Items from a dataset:
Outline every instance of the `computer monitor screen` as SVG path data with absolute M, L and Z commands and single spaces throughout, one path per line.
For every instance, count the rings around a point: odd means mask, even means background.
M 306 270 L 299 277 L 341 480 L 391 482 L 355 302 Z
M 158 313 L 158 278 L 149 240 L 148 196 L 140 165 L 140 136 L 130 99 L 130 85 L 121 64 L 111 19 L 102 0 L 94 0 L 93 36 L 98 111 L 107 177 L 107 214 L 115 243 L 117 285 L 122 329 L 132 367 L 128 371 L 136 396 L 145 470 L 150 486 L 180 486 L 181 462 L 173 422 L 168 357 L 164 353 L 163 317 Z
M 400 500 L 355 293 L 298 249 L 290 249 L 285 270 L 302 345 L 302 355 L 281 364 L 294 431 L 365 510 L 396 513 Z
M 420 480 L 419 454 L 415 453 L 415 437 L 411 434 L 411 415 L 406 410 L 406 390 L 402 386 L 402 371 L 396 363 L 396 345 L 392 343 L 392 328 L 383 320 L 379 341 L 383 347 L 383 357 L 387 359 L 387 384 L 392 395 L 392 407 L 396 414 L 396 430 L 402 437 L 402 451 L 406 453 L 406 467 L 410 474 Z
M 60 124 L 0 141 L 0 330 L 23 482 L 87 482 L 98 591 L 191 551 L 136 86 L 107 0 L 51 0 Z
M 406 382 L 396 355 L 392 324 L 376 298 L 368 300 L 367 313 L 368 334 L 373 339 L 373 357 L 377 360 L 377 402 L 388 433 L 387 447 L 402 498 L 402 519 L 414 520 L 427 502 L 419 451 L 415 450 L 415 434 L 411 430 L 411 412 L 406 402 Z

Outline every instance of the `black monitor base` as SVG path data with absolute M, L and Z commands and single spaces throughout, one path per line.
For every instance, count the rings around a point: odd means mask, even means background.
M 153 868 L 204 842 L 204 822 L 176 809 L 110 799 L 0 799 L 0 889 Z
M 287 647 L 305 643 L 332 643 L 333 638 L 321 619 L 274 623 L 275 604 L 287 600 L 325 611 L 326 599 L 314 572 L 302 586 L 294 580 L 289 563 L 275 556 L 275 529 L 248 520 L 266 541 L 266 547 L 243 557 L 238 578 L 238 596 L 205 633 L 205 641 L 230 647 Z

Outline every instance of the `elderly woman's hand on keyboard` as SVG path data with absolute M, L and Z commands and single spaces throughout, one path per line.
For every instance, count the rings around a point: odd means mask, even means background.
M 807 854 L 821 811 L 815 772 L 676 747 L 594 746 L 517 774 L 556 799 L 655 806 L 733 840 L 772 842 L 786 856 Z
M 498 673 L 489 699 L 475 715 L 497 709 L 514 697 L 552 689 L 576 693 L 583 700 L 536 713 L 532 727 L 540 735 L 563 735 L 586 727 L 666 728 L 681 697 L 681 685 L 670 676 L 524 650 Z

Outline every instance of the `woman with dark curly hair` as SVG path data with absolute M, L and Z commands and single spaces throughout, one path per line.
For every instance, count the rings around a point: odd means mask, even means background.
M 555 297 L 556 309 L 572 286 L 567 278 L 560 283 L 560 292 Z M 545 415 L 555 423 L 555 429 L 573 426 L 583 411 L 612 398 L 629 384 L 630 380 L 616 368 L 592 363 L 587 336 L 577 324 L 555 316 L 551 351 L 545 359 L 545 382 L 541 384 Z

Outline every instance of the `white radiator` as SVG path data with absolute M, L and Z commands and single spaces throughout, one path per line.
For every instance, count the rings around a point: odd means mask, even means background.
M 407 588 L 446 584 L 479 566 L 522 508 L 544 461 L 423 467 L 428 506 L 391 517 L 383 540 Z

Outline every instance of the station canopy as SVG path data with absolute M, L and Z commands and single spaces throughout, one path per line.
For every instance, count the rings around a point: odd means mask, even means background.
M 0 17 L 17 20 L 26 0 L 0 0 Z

PROMPT. Copy out the data between the lines holding "woman's hand on" and "M 555 297 L", inclusive, keeping every line, and shift each outline by adding 27 to every one of its coordinates.

ANSWER IN FULL.
Outline every instance of the `elderly woman's hand on keyboard` as SVG path data with absolute M, L and Z commands and single spaces throughout, one path per line.
For every instance, count the rings around a point: odd means mask, even means background.
M 834 881 L 848 838 L 842 799 L 703 774 L 621 773 L 544 801 L 583 826 L 682 833 L 760 867 L 799 869 L 813 883 Z
M 525 700 L 516 726 L 502 742 L 524 736 L 541 724 L 579 716 L 603 720 L 610 727 L 563 740 L 559 754 L 567 762 L 590 762 L 613 754 L 693 755 L 708 724 L 708 712 L 697 703 L 551 677 Z

Outline every instance of the `woman with dark curly hair` as SVG path data with absolute M, L and Z commands and single spaces throughout, one path per line.
For every instance, count the rings around a point: odd means mask, even means background.
M 582 324 L 583 336 L 599 313 L 594 305 L 587 310 L 587 319 Z M 572 442 L 582 450 L 582 456 L 600 453 L 610 438 L 639 425 L 656 411 L 657 407 L 643 395 L 619 390 L 614 363 L 604 351 L 582 343 L 578 378 L 572 386 L 572 409 L 568 411 Z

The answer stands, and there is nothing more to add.